======== Given data

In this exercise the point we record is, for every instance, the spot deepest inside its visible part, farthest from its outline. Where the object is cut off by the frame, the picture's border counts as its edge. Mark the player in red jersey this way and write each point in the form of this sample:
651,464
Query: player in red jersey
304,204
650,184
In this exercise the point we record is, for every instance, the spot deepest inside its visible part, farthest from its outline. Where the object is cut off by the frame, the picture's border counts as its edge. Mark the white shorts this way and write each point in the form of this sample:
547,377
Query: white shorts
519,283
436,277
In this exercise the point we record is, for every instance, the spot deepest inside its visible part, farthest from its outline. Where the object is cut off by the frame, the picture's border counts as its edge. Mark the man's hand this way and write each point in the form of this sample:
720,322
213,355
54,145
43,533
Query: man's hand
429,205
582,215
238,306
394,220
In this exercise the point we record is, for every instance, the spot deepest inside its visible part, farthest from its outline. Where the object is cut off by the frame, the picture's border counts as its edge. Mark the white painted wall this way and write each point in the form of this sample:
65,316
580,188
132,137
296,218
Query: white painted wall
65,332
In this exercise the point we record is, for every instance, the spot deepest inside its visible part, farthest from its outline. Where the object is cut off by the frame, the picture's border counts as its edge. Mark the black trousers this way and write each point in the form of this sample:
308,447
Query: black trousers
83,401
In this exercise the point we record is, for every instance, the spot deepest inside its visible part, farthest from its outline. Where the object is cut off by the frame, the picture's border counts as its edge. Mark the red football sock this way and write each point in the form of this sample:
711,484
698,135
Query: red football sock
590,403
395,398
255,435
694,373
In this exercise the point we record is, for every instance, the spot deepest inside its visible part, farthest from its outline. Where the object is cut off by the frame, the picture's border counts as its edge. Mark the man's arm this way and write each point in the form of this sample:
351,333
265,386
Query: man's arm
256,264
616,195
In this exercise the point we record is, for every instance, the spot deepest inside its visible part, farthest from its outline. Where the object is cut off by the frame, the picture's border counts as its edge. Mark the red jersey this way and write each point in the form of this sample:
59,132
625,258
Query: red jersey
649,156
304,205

================

* What you have to do
Rewrite the rows from the line containing "Mark the black" through the end of the rows, inclusive, requests and all. Shift each answer point by adding 138 to both of its coordinates, and leave the sample points in the requests unchanged.

* Complete response
In this exercise the point we record is, for every instance, the spot deepest inside its visible part, farthest from its outline. Where the object is cut off by the frame, the picture's border counts as its edge. Mark the black trousers this way and write each point in the form of this sample:
308,447
Query: black trousers
221,539
In this exercise the point we record is, for every instance, the spot deepest inside its visible part, farthest from its outline. Where the object is cut off by the frame, the picture's border counts as its edge. Mark the red football sock this way and write each point in the form of this sample:
711,484
698,135
Query: red football sock
728,541
533,536
393,573
832,511
In this exercise the point we record is, for every instance, the spot deepest inside its visible part, farthest from its outline. Where the object is cut off by the frame, the picture's border counts as its edge. Mark the man's arm this way and write each point in the form of this sample:
351,333
265,386
Query: man's arm
394,402
754,333
In this exercise the point we record is, for every instance, the spot deepest inside its visible part, farthest from its outline. Where the object is cut off by the frame, the picture's border counts as its edge. Mark the red jersey this way and write each point in the form of this sample:
59,132
625,258
Query: red jersey
787,294
442,343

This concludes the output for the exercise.